PROBLEM REQUIREMENTS:
Take the line that contains "of the crosswalk." and all lines after it, up to and including the last line of the data, and write them out exactly; nothing else belongs in the answer.

DATASET RECORDS:
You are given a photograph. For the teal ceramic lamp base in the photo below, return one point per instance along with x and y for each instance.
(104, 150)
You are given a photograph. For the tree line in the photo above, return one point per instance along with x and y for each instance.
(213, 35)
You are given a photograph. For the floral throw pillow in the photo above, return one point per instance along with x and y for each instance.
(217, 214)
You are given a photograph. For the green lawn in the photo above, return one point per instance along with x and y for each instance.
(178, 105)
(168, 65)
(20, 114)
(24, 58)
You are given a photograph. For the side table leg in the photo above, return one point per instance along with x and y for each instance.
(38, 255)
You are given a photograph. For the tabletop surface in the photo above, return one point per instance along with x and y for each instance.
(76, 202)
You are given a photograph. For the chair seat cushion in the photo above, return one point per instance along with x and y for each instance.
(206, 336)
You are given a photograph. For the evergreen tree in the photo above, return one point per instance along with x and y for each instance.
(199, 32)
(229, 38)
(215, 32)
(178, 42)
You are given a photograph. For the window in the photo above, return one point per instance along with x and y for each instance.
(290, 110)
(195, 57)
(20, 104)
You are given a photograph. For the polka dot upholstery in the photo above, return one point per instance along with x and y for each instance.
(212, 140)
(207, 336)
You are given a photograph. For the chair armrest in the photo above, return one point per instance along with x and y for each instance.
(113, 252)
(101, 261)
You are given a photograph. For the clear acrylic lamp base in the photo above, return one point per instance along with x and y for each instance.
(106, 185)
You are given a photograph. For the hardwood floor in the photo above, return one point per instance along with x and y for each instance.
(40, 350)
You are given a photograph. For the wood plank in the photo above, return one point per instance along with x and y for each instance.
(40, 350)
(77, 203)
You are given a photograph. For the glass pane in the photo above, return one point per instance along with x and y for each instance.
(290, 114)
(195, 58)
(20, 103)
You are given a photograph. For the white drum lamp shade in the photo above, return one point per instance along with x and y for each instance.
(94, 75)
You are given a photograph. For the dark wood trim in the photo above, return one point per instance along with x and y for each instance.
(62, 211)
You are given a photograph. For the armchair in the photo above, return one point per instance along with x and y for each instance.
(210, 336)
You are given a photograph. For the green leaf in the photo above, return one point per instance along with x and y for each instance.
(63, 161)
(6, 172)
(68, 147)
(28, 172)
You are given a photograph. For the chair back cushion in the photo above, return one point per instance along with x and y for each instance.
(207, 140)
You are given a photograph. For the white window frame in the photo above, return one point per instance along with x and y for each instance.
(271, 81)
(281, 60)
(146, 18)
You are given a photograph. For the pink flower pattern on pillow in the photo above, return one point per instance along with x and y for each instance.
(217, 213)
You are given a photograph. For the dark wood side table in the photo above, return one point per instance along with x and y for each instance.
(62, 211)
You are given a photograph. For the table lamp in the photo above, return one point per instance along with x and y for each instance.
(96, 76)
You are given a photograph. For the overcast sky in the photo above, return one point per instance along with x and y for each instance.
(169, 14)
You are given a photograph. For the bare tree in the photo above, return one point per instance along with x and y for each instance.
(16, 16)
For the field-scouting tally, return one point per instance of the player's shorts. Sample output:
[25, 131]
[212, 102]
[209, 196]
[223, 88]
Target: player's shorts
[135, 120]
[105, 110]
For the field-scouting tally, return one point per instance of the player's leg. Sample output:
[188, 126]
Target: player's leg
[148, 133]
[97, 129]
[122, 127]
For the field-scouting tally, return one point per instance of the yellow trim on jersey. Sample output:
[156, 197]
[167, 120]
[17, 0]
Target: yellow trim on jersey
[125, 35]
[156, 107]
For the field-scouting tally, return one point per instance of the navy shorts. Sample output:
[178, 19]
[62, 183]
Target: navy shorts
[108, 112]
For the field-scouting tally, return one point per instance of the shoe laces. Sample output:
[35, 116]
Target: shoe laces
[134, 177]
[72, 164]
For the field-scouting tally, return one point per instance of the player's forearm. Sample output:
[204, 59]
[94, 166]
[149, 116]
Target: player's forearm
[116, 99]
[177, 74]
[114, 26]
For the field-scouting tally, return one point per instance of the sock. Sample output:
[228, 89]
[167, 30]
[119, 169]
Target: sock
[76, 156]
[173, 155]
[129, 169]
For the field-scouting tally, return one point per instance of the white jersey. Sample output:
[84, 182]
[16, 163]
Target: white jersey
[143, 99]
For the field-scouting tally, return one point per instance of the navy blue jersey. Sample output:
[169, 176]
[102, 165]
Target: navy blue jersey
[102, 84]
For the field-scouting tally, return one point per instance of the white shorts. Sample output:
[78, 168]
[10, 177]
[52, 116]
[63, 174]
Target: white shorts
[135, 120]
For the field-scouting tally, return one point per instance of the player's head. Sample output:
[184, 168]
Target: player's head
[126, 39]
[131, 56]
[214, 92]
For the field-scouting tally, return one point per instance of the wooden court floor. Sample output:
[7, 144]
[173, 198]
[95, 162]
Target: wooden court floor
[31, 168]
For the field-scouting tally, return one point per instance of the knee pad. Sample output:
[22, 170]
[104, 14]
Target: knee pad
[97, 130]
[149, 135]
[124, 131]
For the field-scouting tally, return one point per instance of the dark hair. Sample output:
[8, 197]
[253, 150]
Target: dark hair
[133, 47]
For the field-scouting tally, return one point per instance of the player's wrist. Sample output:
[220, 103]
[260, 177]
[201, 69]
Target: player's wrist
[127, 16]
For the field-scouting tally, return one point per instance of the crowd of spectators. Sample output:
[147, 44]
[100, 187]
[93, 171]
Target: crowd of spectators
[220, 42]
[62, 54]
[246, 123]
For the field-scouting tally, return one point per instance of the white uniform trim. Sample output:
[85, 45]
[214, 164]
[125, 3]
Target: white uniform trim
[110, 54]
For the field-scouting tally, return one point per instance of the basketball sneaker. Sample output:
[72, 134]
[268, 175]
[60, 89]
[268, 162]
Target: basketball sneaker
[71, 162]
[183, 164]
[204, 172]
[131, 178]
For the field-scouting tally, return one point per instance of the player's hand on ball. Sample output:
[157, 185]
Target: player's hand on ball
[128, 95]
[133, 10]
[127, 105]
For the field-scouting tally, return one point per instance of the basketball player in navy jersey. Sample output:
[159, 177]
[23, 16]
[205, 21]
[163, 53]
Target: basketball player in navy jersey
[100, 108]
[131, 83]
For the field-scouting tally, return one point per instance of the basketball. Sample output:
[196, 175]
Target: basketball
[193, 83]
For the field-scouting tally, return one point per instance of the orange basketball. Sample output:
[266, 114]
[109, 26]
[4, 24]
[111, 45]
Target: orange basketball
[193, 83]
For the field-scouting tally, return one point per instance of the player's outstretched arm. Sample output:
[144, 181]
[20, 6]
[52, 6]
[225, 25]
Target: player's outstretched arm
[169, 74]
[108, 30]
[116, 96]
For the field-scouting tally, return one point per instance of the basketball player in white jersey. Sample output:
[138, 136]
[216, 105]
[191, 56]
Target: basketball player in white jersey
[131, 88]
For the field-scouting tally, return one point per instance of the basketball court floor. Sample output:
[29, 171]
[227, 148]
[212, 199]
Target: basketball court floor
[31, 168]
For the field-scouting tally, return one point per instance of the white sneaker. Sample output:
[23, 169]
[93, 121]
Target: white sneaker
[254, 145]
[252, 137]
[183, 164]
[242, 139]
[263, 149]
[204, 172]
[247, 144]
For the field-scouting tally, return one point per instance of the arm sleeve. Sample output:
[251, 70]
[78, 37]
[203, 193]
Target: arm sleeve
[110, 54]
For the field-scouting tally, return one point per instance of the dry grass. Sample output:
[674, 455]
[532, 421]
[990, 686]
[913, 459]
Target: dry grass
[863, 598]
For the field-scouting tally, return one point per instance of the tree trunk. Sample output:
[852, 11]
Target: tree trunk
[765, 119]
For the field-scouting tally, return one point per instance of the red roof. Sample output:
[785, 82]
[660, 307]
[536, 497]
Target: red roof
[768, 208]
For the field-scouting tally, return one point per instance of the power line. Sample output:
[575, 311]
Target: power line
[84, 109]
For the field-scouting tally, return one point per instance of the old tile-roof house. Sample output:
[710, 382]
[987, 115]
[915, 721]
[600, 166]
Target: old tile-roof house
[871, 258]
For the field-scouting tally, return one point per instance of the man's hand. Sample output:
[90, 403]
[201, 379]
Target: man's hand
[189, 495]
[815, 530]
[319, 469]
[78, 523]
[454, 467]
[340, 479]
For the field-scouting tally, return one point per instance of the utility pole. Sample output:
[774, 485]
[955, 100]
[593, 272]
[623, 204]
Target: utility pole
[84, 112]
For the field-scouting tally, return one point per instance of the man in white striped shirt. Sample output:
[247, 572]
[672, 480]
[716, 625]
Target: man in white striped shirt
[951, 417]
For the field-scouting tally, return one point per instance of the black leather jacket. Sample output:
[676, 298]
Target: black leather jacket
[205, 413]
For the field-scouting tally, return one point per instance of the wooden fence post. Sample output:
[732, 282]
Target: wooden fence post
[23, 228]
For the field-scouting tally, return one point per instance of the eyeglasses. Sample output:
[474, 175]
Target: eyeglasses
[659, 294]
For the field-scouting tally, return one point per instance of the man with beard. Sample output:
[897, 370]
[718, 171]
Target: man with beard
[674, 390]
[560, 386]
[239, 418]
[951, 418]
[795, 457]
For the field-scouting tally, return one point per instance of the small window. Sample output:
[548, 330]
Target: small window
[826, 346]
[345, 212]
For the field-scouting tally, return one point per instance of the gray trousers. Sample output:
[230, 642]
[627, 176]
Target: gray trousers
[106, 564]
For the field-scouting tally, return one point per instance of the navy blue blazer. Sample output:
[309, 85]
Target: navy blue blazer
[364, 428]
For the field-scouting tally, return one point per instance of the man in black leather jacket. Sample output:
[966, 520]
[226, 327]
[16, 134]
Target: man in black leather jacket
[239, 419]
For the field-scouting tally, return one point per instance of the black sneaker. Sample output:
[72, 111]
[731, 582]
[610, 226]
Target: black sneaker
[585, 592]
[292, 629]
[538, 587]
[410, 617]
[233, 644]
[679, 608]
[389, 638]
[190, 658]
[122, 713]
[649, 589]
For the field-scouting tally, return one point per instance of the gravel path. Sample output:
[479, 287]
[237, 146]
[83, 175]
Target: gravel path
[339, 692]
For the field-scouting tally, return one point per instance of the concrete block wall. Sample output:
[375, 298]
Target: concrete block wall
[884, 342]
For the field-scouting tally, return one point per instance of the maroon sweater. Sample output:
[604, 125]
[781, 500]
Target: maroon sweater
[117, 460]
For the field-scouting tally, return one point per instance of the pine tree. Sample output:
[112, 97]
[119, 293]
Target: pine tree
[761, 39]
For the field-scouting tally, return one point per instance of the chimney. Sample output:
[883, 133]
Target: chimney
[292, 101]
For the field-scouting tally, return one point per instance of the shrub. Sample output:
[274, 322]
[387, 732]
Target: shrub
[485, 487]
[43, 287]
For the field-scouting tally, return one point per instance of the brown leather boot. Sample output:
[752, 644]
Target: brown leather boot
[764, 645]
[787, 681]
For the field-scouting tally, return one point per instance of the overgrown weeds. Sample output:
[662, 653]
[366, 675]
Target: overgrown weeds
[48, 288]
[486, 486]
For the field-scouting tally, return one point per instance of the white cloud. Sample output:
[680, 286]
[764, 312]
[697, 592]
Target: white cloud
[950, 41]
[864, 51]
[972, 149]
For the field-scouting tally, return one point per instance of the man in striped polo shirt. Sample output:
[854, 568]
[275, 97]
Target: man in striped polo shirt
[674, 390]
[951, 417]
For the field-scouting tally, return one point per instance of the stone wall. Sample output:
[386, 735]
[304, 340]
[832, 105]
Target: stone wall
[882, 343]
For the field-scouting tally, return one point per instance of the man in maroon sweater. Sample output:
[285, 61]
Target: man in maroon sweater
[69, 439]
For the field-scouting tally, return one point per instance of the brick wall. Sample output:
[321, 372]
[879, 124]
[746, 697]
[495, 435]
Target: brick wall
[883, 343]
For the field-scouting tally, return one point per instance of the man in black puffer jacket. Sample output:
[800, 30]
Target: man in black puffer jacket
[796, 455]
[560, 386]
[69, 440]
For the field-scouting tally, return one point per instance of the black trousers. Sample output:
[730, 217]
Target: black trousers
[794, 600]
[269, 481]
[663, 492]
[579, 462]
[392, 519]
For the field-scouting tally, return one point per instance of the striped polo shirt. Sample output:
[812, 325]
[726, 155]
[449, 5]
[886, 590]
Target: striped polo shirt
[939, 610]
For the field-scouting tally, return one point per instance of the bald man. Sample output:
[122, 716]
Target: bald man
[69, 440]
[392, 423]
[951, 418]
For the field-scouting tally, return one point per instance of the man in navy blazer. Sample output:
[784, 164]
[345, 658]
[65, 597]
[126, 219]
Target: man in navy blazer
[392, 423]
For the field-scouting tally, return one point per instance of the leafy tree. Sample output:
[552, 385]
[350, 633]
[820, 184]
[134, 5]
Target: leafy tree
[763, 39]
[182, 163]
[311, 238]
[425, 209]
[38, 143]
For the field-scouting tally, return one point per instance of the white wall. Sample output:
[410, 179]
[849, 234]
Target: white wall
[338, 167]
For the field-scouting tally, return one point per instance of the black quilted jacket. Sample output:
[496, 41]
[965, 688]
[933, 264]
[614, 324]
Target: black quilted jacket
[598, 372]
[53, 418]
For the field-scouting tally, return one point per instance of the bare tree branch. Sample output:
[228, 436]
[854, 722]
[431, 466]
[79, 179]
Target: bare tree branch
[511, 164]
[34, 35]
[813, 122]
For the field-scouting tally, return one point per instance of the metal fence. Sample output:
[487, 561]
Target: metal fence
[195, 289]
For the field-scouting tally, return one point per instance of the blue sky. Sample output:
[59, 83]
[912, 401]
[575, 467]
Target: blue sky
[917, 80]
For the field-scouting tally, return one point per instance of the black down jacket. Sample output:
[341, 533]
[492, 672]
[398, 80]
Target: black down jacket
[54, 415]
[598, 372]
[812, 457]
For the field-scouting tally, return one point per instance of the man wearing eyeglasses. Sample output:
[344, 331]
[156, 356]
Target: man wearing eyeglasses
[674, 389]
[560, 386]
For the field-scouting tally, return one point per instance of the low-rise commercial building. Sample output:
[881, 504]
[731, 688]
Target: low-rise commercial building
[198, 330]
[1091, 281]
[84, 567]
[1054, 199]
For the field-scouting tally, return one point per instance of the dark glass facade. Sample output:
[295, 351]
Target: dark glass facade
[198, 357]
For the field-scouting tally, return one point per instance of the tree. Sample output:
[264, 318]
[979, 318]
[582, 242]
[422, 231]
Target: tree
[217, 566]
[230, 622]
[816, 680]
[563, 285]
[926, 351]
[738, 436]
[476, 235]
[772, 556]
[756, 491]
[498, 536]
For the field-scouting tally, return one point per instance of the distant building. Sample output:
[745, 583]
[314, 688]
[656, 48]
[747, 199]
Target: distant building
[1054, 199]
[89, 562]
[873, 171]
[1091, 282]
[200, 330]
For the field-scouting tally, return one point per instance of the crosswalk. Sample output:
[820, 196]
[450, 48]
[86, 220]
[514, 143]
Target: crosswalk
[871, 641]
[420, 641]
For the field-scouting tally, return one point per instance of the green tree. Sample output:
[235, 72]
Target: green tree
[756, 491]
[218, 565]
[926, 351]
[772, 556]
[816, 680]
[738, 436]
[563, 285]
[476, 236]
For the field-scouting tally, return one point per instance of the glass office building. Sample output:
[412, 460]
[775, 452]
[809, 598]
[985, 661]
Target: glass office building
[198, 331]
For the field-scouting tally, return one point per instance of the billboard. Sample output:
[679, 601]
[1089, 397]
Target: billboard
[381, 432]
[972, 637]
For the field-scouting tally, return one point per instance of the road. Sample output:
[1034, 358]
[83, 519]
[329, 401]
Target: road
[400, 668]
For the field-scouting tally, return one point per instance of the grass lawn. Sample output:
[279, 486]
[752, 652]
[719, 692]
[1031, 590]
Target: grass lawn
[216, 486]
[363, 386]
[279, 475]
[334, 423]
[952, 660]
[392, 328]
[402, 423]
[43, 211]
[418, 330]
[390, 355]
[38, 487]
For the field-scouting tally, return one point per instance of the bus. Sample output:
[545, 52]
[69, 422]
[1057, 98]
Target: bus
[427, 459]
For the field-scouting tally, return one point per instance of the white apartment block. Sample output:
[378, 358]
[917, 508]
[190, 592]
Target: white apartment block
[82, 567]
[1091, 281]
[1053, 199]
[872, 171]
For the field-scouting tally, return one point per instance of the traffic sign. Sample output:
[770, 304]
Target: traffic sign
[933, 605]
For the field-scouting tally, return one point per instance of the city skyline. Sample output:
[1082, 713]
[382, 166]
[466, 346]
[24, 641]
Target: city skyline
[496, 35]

TASK RESULT:
For the field-scouting tally, return one point per instance of the crosswalk. Sample output:
[820, 196]
[450, 48]
[86, 220]
[514, 143]
Target: crosswalk
[871, 641]
[420, 641]
For the field-scouting tally, return one point per instance of the green tree. Sample output:
[235, 72]
Target: green tree
[756, 491]
[218, 565]
[926, 351]
[772, 556]
[816, 680]
[738, 436]
[563, 285]
[476, 236]
For the field-scouting tally, return one point per instance of the glass office building. Sample output:
[412, 460]
[775, 452]
[809, 598]
[985, 661]
Target: glass office building
[198, 331]
For the field-scouting tally, return one point per instance of the billboard. Sample output:
[679, 601]
[1089, 397]
Target: billboard
[381, 432]
[972, 637]
For the field-scouting tally, return one point per instance of the road. Sample output:
[1034, 358]
[83, 519]
[329, 401]
Target: road
[400, 668]
For the field-scouting tally, return one point per instance of the grass lawn. Sample output:
[279, 486]
[752, 652]
[719, 692]
[1031, 590]
Target: grass lawn
[216, 486]
[363, 386]
[279, 475]
[334, 423]
[952, 660]
[392, 328]
[402, 423]
[43, 211]
[418, 330]
[390, 355]
[38, 487]
For the field-scouting tally, return one point per instance of the bus. Sample output:
[545, 52]
[69, 422]
[1057, 98]
Target: bus
[427, 459]
For the field-scouting tally, return one point per instance of the white apartment block. Sample output:
[378, 358]
[917, 508]
[190, 592]
Target: white apartment block
[82, 567]
[1091, 281]
[1053, 199]
[872, 171]
For the field-scouting tally, return one point per instance of the traffic sign. Sample output:
[770, 304]
Target: traffic sign
[933, 605]
For the field-scouting tally, return one point per instance of the city skyline. Sample output:
[1082, 713]
[382, 166]
[466, 346]
[24, 641]
Target: city skyline
[496, 35]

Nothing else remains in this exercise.